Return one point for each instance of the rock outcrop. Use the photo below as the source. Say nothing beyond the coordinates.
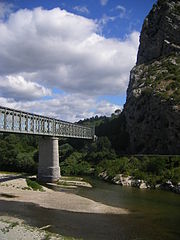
(152, 108)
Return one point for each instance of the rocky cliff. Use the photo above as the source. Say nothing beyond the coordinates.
(152, 108)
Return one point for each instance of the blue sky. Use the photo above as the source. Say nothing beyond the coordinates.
(68, 59)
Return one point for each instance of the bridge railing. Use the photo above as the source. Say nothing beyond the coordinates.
(15, 121)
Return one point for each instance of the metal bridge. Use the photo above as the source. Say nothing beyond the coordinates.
(15, 121)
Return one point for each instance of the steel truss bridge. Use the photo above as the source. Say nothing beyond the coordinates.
(15, 121)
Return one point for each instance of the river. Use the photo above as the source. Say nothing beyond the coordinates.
(154, 215)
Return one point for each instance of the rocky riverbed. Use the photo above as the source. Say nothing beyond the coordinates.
(13, 187)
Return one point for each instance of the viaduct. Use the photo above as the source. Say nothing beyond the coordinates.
(50, 129)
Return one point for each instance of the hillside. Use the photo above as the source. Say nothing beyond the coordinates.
(152, 108)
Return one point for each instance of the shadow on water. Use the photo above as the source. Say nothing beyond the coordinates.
(88, 226)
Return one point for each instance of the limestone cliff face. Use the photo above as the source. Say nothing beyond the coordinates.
(152, 108)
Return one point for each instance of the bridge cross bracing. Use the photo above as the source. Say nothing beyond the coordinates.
(15, 121)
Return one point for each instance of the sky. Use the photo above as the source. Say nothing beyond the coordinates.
(68, 59)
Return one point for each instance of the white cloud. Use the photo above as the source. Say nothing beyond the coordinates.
(81, 9)
(103, 2)
(5, 9)
(45, 49)
(105, 19)
(18, 88)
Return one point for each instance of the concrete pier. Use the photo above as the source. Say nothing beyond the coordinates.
(48, 170)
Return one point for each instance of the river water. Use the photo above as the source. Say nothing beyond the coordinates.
(154, 215)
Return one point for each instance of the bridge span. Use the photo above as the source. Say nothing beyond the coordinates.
(50, 129)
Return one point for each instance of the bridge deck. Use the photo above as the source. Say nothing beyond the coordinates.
(15, 121)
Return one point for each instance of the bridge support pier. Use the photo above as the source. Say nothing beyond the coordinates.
(48, 170)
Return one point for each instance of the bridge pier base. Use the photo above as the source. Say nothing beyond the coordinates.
(48, 170)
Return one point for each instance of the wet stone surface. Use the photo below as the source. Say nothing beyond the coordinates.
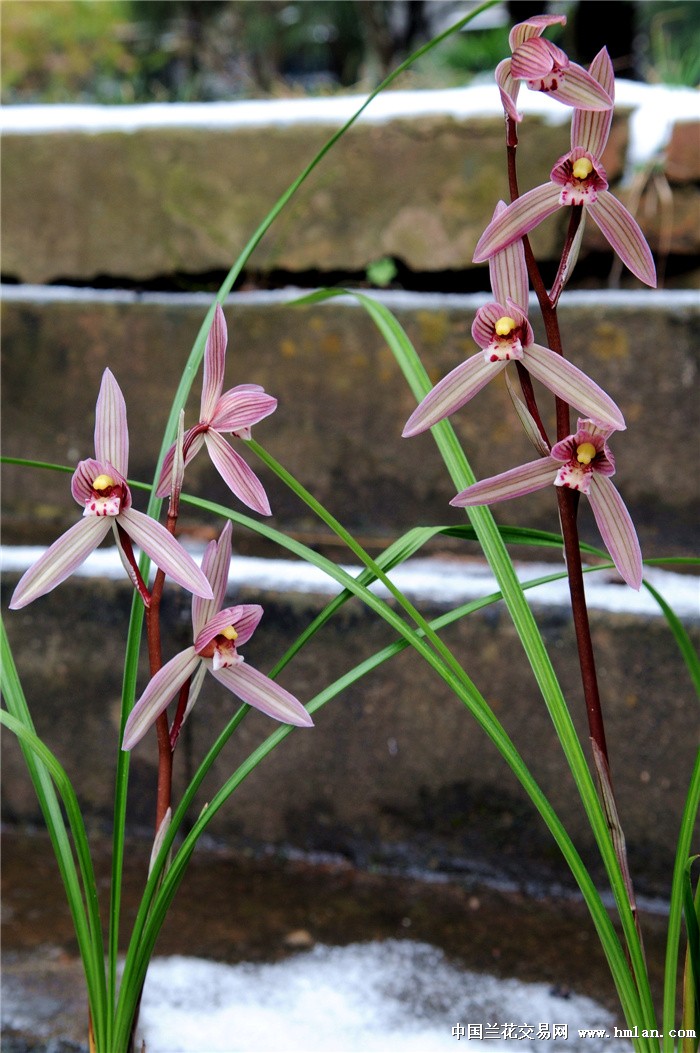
______________________________
GIVEN PROBLEM: Reproduce every record above, replacing "Say nothing beyond the coordinates" with "Reply with the coordinates only" and keeping everything else unchanged. Omit the pictures.

EXPECTED OUTPUT:
Return one point for each instance of the rock outcrop. Use the photo below as the source. Reply with the coordinates only.
(152, 108)
Return one point for each instance of the rocky cliff. Use the photo above as the source. Reply with the coordinates only.
(152, 108)
Return one point for each instance of the blue sky. Use the photo above as the source. Reply with the coordinates only.
(68, 59)
Return one point for each instance of the bridge railing. Use the photo above as the source. Reply with the coordinates only.
(15, 121)
Return one point for each instance of the metal bridge. Use the photo above as the source. Reply with the coordinates only.
(15, 121)
Return one point for each instance of the steel truss bridge. Use the photo above as the source. Reply with the coordinates only.
(15, 121)
Return one point for each instance of the river. Use the photo above as the source. Reply with the coordinates only.
(154, 215)
Return one point for each instance of the rocky riverbed. Use the photo above as the source. Reply with the coordinates only.
(13, 187)
Return one point for each instance of the viaduct. Use the photo above as the source. Reply with the coordinates only.
(50, 129)
Return one point for each instance of the hillside. Use the photo above as the source. Reply with the coordinates only.
(152, 108)
Return one point for each instance of the shadow on water. Use the photo above as the source. Reply with the coordinates only.
(88, 226)
Return one point for each instance of the limestone cliff face. Use the photo above as the source. Reply with the coordinates only.
(152, 108)
Return one point for each instance of the bridge cross bracing. Use the photo above as the source. Reply with the coordinates only.
(15, 121)
Return one point for each instance of the sky. Use the photo above as the source. Reply with the coordinates only.
(68, 59)
Return one point for each instance of the white cloud. Use the photo above as the source. Reply with the coordinates only.
(81, 9)
(103, 2)
(5, 9)
(45, 49)
(105, 19)
(18, 88)
Return one point for each instance of the concrete pier. Use the photo above as the source. Reply with the coordinates only.
(48, 170)
Return one point for each instance of the river water. Use the photo above as the source. Reply with the coordinates only.
(154, 215)
Return one point for each instance of the bridge span. Use the photo above as the source. Reply with the coordinates only.
(50, 129)
Return one point for each instance of the bridge deck. Use the photo above as the source. Reply with the coordinates only.
(15, 121)
Return one point for each instance of the bridge support pier. Use the photo above as the source. Reply with the coordinates only.
(48, 170)
Return one point for each instance of the bridge pier base. Use the photo above as the source. Reply with the coordinates only.
(48, 170)
Return one point for each instance of the wet stone surface. Use the photo below as the source. Reply with the coordinates only.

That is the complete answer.